Unity中通过CPU和GPU着色器移动物体的速度差异

Question

我一直在测试通过普通 C# 代码和 HLSL 着色器在 Unity 中移动大量对象。但是，速度没有差异。 FPS 保持不变。使用不同的柏林噪声来改变位置。 C# 代码使用标准 Mathf.PerlinNoise，而 HLSL 使用自定义噪声函数。

场景 1 - 仅通过 C# 代码更新

对象生成：

[SerializeField]
private GameObject prefab;

private void Start()
{
    for (int i = 0; i < 50; i++)
        for (int j = 0; j < 50; j++)
        {
            GameObject createdParticle;
            createdParticle = Instantiate(prefab);
            createdParticle.transform.position = new Vector3(i * 1f, Random.Range(-1f, 1f), j * 1f);
        }
}

通过 C# 移动对象的代码。这个脚本被添加到每个创建的对象中：

private Vector3 position = new Vector3();

private void Start()
{
    position = new Vector3(transform.position.x, Mathf.PerlinNoise(Time.time, Time.time), transform.position.z);
}

private void Update()
{
    position.y = Mathf.PerlinNoise(transform.position.x / 20f + Time.time, transform.position.z / 20f + Time.time) * 5f;
    transform.position = position;
}

场景 2 - 通过计算内核 (GPGPU)

第 1 部分：C# 客户端代码

生成对象，运行在着色器上进行计算并将结果值分配给对象：

public struct Particle
{
    public Vector3 position;
}

[SerializeField]
private GameObject prefab;
[SerializeField]
private ComputeShader computeShader;

private List<GameObject> particlesList = new List<GameObject>();
private Particle[] particlesDataArray;

private void Start()

[标注数据集中的条目]
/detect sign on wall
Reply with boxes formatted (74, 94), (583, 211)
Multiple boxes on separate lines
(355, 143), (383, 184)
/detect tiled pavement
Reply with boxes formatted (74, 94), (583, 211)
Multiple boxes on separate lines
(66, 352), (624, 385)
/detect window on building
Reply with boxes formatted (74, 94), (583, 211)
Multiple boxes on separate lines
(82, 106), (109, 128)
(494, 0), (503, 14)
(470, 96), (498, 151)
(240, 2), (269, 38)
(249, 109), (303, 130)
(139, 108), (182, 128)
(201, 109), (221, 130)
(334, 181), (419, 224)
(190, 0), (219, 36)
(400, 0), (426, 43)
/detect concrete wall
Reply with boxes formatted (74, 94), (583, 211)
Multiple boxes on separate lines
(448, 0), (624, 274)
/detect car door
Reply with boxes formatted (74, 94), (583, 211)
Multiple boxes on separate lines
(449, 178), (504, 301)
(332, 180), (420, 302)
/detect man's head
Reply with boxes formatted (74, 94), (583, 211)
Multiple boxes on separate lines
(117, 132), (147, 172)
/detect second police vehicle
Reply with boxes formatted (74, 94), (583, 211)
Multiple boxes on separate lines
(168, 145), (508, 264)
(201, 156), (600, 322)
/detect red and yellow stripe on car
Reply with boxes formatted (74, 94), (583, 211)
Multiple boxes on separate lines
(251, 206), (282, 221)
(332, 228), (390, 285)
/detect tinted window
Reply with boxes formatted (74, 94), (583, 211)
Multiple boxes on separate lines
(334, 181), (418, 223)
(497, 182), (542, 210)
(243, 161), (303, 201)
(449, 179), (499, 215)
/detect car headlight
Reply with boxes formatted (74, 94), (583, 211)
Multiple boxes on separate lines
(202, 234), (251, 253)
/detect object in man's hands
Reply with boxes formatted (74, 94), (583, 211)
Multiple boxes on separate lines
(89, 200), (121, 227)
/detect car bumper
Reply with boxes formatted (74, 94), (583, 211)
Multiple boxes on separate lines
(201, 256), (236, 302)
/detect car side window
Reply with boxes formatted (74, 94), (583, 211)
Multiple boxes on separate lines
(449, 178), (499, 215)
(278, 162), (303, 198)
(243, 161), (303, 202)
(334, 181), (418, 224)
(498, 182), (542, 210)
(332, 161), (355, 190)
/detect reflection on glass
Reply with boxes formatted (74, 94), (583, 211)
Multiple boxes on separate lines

待办任务 ▸ 将摘录中以"我一直在测试"开头的那一段改写成简短的要点列表，保留其主要事实。

回应内容 ▸
- 测试内容：在 Unity 中分别用普通 C# 代码和 HLSL 着色器移动大量对象
- 结果：两种方式速度没有差异，FPS 保持不变
- 位置变化：用不同的柏林噪声改变位置。C# 使用标准 Mathf.PerlinNoise，HLSL 使用自定义噪声函数